The request:
Transcribe the records exactly from the line with "If you could pick out the squirrel in" to the end, both included.

=== Entries ===

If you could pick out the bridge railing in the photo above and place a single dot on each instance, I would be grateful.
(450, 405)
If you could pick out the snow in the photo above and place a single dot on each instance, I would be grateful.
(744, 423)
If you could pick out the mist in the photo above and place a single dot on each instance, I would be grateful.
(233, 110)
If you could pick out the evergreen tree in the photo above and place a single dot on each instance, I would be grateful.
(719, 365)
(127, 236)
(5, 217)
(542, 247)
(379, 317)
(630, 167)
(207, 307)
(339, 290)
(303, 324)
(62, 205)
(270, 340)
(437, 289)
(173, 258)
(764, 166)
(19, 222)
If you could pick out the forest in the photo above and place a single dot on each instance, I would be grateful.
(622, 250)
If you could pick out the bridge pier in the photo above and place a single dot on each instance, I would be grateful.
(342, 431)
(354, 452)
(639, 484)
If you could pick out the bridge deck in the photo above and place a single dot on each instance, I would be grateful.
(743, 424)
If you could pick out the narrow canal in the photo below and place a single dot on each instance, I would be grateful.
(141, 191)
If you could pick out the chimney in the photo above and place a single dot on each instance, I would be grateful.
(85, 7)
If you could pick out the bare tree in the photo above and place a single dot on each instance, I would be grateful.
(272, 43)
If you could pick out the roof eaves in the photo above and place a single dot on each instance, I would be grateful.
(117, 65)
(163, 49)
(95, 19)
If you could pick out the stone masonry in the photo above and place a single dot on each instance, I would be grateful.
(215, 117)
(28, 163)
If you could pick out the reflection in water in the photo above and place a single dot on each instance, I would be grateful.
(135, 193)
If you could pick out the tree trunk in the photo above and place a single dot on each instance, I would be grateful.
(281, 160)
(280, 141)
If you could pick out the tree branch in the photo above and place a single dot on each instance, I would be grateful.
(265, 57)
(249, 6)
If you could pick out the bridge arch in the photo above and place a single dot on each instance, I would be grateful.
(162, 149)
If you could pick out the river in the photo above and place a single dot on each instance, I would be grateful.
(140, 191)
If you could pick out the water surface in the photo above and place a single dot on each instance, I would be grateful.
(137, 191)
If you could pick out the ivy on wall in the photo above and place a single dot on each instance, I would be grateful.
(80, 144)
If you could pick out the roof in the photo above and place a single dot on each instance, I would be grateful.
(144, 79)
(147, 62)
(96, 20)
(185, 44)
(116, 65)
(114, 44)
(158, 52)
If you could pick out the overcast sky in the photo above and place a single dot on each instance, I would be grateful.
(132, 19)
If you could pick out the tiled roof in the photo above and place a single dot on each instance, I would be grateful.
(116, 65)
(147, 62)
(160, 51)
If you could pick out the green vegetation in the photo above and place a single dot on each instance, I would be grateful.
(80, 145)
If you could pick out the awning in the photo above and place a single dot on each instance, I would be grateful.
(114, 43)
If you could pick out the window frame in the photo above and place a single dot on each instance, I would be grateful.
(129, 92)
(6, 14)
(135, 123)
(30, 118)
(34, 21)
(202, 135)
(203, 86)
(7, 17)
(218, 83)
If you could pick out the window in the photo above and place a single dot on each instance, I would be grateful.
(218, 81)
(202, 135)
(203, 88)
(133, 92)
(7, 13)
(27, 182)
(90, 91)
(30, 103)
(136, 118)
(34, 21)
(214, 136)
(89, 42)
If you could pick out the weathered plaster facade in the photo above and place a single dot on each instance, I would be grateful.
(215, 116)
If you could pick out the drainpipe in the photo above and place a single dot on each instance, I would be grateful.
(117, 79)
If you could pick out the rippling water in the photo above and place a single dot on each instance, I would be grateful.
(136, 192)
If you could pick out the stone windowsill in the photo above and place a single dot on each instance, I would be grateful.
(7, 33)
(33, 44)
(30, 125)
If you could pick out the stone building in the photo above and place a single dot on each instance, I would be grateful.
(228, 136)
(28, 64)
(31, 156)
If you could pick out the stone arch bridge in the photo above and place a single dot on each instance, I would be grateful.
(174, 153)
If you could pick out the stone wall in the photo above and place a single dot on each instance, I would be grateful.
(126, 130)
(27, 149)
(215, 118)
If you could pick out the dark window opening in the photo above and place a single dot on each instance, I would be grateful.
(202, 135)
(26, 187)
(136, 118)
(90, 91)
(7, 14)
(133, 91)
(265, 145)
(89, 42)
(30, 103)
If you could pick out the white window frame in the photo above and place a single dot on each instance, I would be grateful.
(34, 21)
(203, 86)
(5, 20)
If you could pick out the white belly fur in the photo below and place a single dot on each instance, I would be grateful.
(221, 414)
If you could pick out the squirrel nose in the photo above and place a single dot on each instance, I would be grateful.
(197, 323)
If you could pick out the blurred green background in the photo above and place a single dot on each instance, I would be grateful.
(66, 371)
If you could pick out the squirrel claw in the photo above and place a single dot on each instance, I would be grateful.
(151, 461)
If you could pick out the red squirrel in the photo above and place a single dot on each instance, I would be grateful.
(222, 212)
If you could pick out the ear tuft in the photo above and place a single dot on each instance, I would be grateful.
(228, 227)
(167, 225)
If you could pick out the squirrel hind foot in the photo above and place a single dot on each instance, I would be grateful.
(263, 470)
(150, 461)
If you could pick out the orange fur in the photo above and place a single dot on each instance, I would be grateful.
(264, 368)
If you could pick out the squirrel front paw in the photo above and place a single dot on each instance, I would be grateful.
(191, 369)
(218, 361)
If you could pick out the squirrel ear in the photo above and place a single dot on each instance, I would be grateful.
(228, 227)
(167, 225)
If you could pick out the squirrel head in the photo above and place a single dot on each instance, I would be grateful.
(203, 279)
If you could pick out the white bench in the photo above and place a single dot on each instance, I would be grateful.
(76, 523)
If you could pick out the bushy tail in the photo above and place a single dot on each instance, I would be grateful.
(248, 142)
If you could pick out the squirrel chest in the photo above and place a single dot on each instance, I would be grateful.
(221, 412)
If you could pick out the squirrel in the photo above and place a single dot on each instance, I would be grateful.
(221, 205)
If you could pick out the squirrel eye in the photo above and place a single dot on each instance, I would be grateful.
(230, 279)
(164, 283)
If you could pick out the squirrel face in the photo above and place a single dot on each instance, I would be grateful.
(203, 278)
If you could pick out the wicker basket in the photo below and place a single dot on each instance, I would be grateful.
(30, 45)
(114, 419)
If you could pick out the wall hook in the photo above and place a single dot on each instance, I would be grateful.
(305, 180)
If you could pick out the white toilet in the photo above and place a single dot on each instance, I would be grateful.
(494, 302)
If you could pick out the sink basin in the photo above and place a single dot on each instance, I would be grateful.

===

Expected answer:
If you could pick out the squirrel in the photo above and place a single dot on each instance, I would be grateful.
(221, 205)
If you could pick out the squirrel eye in the photo above and place a single dot on each instance, I would be grateful.
(230, 279)
(164, 283)
If you could pick out the squirrel face in the photo above and place a single dot on each instance, I would be grateful.
(203, 278)
If you could pick out the wicker basket in the photo below and place a single dot on each instance, I would be grateful.
(30, 45)
(114, 419)
If you could pick out the wall hook in the photo above and place a single dot on each instance, I would be grateful.
(305, 180)
If you could pick out the white toilet in the photo above and place a single dot on each instance, I would be grateful.
(494, 302)
If you could pick out the sink basin in the photo above and place a single dot on each instance, I would be grateful.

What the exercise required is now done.